• _DATA LINES_:
- - -

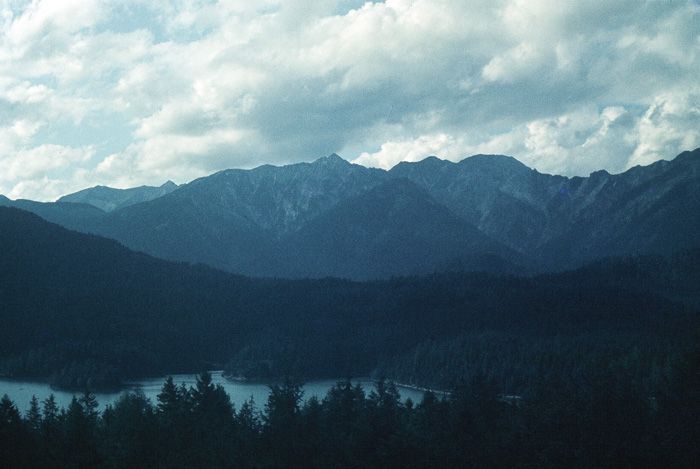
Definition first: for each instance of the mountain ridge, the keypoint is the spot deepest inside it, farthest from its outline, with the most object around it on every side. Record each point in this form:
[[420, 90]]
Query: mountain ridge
[[259, 222]]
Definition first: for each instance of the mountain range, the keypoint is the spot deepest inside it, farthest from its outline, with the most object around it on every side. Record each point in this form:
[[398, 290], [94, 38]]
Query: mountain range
[[82, 310], [334, 218]]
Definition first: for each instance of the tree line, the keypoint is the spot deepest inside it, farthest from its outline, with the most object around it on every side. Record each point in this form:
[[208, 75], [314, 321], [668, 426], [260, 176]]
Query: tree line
[[597, 420]]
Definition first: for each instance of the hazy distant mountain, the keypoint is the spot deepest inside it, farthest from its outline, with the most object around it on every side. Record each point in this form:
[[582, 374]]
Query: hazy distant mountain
[[333, 218], [109, 199]]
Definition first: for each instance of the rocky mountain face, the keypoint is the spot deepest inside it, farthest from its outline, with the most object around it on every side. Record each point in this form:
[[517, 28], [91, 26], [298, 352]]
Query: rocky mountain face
[[333, 218]]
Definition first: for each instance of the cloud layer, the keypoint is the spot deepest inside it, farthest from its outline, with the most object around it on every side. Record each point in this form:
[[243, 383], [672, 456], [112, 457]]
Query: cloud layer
[[129, 93]]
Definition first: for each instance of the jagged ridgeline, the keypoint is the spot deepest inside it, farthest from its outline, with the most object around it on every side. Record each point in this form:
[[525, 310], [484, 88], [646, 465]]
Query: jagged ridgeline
[[81, 310], [332, 218]]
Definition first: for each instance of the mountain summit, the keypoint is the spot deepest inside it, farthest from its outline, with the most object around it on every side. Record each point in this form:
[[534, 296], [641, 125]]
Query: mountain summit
[[335, 218]]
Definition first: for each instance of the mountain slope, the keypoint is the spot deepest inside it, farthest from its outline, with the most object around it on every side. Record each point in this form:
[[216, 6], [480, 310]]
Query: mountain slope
[[82, 310], [394, 229], [307, 219], [109, 199]]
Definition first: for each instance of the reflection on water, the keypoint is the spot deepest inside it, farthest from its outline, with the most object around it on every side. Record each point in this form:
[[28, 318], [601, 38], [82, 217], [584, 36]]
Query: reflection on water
[[21, 392]]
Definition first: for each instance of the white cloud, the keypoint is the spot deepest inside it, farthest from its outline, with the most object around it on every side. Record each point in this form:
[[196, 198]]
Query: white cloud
[[567, 87]]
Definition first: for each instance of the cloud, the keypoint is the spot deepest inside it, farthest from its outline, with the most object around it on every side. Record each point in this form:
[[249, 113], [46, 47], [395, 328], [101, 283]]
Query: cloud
[[195, 86]]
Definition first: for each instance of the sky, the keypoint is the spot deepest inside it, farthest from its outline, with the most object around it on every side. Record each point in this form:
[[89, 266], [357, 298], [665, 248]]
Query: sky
[[129, 93]]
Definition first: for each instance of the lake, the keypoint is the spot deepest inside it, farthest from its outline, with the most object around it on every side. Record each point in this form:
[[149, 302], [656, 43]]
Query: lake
[[21, 392]]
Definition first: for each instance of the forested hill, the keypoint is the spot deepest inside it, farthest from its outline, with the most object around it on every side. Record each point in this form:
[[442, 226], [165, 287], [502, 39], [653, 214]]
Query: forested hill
[[333, 218], [80, 310]]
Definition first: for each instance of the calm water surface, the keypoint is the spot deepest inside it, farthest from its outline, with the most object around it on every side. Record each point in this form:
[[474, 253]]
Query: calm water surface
[[21, 392]]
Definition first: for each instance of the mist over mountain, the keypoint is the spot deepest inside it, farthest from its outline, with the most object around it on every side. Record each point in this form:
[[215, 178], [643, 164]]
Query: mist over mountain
[[333, 218]]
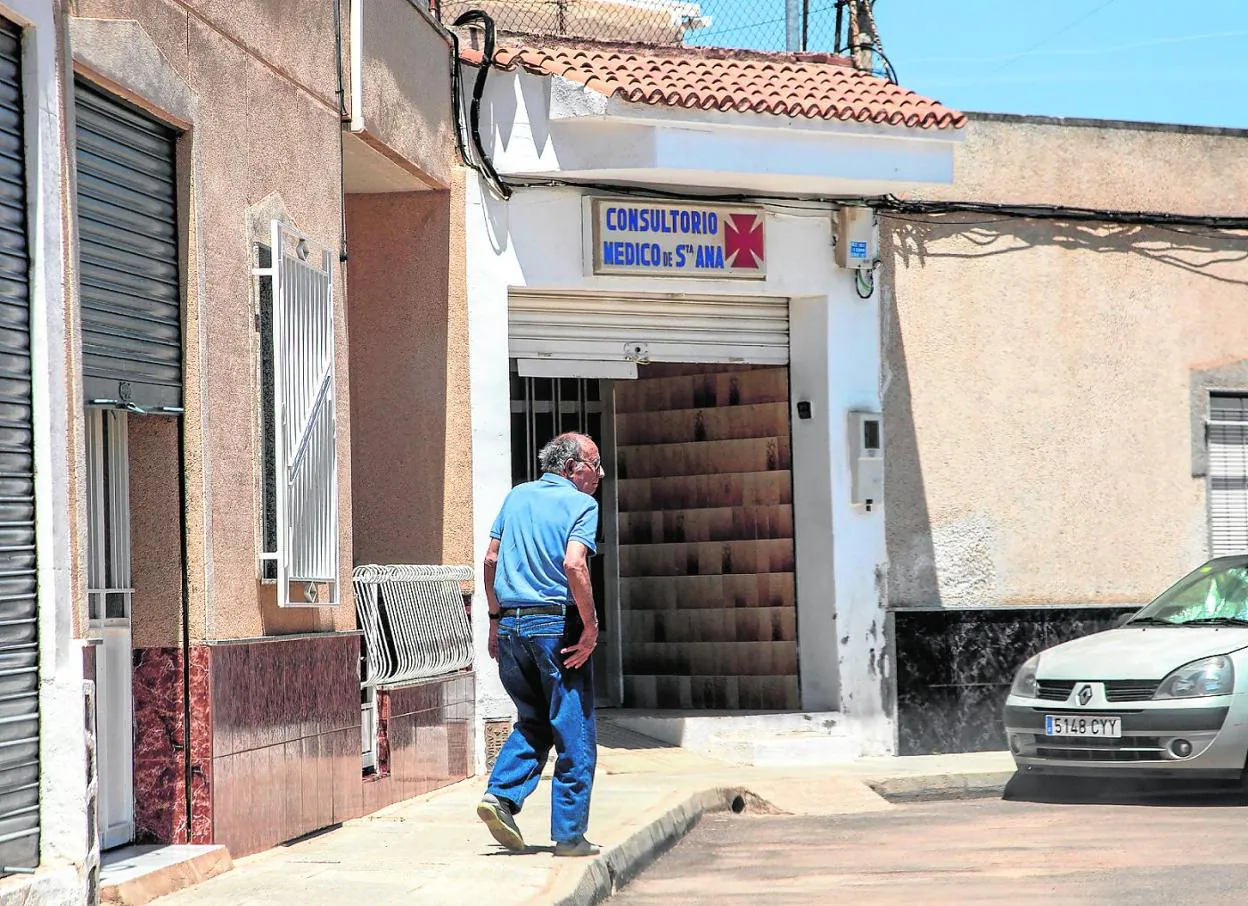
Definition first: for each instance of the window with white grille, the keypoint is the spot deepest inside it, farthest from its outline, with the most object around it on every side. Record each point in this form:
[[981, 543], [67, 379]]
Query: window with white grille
[[1228, 473], [298, 427]]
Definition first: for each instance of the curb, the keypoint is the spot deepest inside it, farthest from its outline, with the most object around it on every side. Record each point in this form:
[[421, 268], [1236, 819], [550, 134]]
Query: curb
[[584, 885], [941, 786]]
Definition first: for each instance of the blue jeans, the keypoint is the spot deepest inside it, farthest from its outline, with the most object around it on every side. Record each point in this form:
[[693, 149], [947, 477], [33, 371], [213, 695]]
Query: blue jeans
[[554, 706]]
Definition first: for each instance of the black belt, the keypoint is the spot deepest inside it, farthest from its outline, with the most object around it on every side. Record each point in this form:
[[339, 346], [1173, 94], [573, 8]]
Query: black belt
[[534, 609]]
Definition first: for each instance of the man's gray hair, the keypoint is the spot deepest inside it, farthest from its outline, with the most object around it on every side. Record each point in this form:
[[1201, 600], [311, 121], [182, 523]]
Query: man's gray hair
[[554, 454]]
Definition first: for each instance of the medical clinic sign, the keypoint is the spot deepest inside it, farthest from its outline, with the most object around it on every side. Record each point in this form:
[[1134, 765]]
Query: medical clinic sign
[[640, 237]]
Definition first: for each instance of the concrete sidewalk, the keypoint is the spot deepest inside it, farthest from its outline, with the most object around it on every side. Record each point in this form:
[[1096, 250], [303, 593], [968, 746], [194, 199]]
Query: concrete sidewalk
[[647, 795]]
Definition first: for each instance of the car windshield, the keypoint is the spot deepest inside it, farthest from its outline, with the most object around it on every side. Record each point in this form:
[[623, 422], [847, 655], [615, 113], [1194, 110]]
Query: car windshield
[[1214, 594]]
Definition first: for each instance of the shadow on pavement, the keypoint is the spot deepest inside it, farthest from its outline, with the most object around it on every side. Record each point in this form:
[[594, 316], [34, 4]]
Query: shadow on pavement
[[1067, 790]]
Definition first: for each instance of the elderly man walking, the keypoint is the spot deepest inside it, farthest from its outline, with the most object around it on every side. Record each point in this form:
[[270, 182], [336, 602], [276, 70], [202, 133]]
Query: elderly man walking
[[543, 628]]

- - -

• _TASK DESCRIPTION_: Everything from the line containing "Definition first: for each instance of the blue" to the last line of the entries above should be quoted exactly, and only that.

• _RESPONSE FOR THIS EXERCISE_:
Definition first: for each instance of the blue jeans, the keypoint is the spot deepest inside it, farthest from its outline, with the most object around it on every side. Record each point in this form:
[[693, 149], [947, 477], [33, 371], [213, 695]]
Query: blue jeans
[[554, 706]]
Definition first: for each instance of the black belt, the keypoint is the spot deepest inside it, farthest from its outline, with the most object around it on every side. Record each point in this form:
[[339, 346], [1173, 94], [573, 8]]
Query: black belt
[[534, 609]]
Definition first: for each instance of the man's gray hair, the keypoint is the spot deepest inside it, farthest from its outline, with the most object around it on every side. Record each point in this form:
[[1201, 600], [311, 121], [182, 523]]
Query: man's gray hair
[[554, 454]]
Definition first: for each instance of the medical clinic sign, the keypoint is the spot deepest inside it, farthest from its outline, with the most object around it on every side. Record each point in this form:
[[1134, 765]]
Query: medical clinic sign
[[640, 237]]
Definition first: for each instance of the concrete sidewalk, the keypoint is the spot deepest inside it, farthest from its outline, with the most object around it on every side. Record each point in this form:
[[1096, 250], [303, 593], [968, 746], [194, 199]]
Query: concrete sidewalk
[[647, 795]]
Definition first: for each instance of the car windshield, the keypoint is the spot deepest inside it, farthest from its outline, with the most object around it on every side. Record each point in this form:
[[623, 422], [847, 655], [615, 113], [1194, 110]]
Query: car windshield
[[1214, 594]]
Definition first: for each instance of the shadow on pavement, the keypoint is the spot deepest inside it, farthest from its outline, with the most object around it on every side. Record each point in this form:
[[594, 316], [34, 4]]
Query: shadow on pavement
[[1067, 790]]
Definition first: for each instance of the elderly man walking, the keypoint is the spot deepest inside it, farthest from its outline, with the most object around it on every side. Record each point in this form:
[[270, 182], [336, 602], [276, 70], [202, 133]]
Query: elderly man walking
[[543, 628]]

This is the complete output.